##### Data to process

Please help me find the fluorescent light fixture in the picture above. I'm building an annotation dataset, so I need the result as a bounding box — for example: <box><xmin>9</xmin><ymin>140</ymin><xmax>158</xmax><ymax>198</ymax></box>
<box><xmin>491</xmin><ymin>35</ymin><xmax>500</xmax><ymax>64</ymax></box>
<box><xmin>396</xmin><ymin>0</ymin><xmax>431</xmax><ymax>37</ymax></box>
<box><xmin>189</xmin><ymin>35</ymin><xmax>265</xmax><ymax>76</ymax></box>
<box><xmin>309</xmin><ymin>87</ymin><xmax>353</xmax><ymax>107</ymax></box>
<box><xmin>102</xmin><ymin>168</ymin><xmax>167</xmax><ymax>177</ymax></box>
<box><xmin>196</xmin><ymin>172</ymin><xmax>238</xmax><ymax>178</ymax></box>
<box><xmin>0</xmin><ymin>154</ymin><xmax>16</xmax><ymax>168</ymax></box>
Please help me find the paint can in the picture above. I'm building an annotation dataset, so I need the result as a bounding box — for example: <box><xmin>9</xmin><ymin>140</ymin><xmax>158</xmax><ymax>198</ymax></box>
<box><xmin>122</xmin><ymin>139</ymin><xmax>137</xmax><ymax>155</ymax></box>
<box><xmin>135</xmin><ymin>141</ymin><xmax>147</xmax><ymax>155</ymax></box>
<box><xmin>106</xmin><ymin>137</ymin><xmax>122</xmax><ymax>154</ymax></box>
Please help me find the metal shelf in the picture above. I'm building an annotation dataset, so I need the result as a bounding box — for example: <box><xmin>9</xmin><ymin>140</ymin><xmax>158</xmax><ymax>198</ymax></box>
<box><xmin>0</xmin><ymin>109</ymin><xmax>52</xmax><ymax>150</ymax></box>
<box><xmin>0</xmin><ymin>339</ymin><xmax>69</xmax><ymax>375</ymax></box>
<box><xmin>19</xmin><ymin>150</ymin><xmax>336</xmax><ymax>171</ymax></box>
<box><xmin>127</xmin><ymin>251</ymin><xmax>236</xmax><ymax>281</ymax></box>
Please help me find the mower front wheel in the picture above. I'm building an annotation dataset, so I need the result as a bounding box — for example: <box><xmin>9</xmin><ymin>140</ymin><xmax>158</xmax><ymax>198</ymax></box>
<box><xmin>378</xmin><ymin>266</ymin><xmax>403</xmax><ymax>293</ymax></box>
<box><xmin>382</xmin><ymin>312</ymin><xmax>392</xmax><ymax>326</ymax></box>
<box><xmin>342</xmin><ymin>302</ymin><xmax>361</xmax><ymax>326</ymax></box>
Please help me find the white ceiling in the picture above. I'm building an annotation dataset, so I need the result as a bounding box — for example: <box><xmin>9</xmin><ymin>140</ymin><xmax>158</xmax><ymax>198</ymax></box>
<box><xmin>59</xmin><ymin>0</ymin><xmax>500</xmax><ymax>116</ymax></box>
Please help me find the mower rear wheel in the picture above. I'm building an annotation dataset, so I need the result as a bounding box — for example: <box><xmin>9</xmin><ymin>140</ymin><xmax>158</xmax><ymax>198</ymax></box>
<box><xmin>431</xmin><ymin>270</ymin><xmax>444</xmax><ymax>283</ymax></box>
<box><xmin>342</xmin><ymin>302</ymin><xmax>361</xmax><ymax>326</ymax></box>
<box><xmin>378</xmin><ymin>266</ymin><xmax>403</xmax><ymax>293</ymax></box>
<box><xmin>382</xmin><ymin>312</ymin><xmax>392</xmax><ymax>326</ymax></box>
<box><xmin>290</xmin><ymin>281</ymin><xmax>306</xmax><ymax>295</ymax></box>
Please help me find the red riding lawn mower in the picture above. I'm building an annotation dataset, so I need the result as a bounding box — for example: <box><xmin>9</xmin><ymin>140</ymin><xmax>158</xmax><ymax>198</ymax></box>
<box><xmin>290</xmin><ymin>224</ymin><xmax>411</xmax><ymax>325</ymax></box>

##########

# Stated exercise
Gather every line from the items above that contains the word "wheel", with uppercase and lowercase letters treated as different.

# Reply to the task
Please help me find the mower front wheel in the picture above. I'm building an annotation dataset, so I need the result as a bounding box — for example: <box><xmin>9</xmin><ymin>140</ymin><xmax>158</xmax><ymax>198</ymax></box>
Please help me find the mower rear wheel in the picture above. I'm building an annotation dataset, so I need the result as a bounding box — for example: <box><xmin>9</xmin><ymin>140</ymin><xmax>158</xmax><ymax>198</ymax></box>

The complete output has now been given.